** begin ENTRIES **

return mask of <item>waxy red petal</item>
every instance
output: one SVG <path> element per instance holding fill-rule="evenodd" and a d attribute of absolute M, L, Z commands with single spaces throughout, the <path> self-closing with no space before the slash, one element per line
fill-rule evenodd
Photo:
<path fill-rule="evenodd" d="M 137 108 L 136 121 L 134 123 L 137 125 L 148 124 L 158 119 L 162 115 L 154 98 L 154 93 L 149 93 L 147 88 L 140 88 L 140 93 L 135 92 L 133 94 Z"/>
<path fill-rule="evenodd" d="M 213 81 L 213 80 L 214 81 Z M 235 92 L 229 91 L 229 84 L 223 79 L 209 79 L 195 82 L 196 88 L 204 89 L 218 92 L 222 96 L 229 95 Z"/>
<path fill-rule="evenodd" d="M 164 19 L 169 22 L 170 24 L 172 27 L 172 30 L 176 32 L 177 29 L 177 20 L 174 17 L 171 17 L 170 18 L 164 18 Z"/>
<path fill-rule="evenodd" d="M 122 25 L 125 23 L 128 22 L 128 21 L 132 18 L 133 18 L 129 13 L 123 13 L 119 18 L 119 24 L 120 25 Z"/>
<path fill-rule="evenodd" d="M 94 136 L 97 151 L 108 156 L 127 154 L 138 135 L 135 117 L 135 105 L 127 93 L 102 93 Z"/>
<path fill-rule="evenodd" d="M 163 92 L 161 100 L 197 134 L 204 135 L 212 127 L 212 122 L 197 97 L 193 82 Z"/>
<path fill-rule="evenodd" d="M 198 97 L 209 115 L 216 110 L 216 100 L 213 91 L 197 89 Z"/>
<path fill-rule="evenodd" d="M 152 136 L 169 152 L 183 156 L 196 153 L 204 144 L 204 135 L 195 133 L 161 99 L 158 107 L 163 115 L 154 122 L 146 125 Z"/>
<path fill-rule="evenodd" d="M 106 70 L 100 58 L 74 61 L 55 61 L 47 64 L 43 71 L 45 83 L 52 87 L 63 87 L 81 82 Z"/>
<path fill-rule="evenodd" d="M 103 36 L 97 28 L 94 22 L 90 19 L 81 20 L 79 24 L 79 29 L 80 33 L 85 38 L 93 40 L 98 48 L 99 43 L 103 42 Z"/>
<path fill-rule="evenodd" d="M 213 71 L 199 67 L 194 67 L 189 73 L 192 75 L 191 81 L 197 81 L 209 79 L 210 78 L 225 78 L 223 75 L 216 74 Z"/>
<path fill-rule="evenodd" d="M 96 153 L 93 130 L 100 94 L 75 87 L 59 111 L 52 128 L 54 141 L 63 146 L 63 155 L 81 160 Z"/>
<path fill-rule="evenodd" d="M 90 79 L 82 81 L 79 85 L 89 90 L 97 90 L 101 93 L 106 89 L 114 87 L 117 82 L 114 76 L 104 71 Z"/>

** end ENTRIES **

GIVEN REQUEST> Please restate the data word for word, every record included.

FULL OUTPUT>
return mask of <item>waxy red petal</item>
every instance
output: one SVG <path> element per instance holding fill-rule="evenodd" and a d attribute of absolute M, L, Z commands with single spaces throughout, the <path> self-closing with no space before the slash, one element per line
fill-rule evenodd
Photo:
<path fill-rule="evenodd" d="M 137 108 L 136 121 L 134 123 L 137 125 L 148 124 L 158 119 L 162 115 L 154 98 L 154 93 L 149 93 L 147 88 L 140 88 L 140 93 L 135 92 L 133 94 Z"/>
<path fill-rule="evenodd" d="M 213 81 L 213 80 L 214 81 Z M 235 92 L 229 91 L 229 84 L 223 79 L 209 79 L 195 82 L 196 88 L 204 89 L 218 92 L 222 96 L 229 95 Z"/>
<path fill-rule="evenodd" d="M 164 19 L 169 22 L 170 24 L 172 27 L 172 30 L 176 32 L 177 29 L 177 20 L 174 17 L 171 17 L 170 18 L 164 18 Z"/>
<path fill-rule="evenodd" d="M 122 25 L 125 23 L 128 22 L 128 21 L 132 18 L 133 18 L 129 13 L 123 13 L 119 18 L 119 24 L 120 25 Z"/>
<path fill-rule="evenodd" d="M 94 136 L 97 151 L 108 156 L 127 154 L 138 135 L 135 117 L 135 105 L 127 93 L 102 93 Z"/>
<path fill-rule="evenodd" d="M 163 92 L 161 100 L 197 134 L 204 135 L 212 127 L 212 122 L 197 97 L 193 82 Z"/>
<path fill-rule="evenodd" d="M 198 97 L 209 115 L 216 110 L 216 100 L 213 91 L 197 89 Z"/>
<path fill-rule="evenodd" d="M 152 136 L 169 152 L 183 156 L 196 153 L 204 144 L 204 135 L 195 133 L 161 99 L 158 107 L 163 115 L 154 122 L 146 125 Z"/>
<path fill-rule="evenodd" d="M 106 70 L 100 58 L 74 61 L 55 61 L 47 64 L 43 71 L 45 83 L 52 87 L 63 87 L 81 82 Z"/>
<path fill-rule="evenodd" d="M 103 36 L 97 28 L 94 22 L 90 19 L 81 20 L 79 24 L 79 29 L 80 33 L 85 38 L 93 40 L 98 48 L 99 43 L 103 42 Z"/>
<path fill-rule="evenodd" d="M 213 71 L 199 67 L 194 67 L 189 73 L 192 75 L 191 81 L 197 81 L 209 79 L 210 78 L 225 78 L 223 75 L 216 74 Z"/>
<path fill-rule="evenodd" d="M 96 153 L 93 130 L 100 94 L 75 87 L 59 111 L 52 128 L 54 141 L 63 146 L 63 155 L 81 160 Z"/>
<path fill-rule="evenodd" d="M 90 79 L 82 81 L 79 85 L 89 90 L 97 90 L 101 93 L 106 89 L 114 87 L 117 82 L 114 76 L 104 71 Z"/>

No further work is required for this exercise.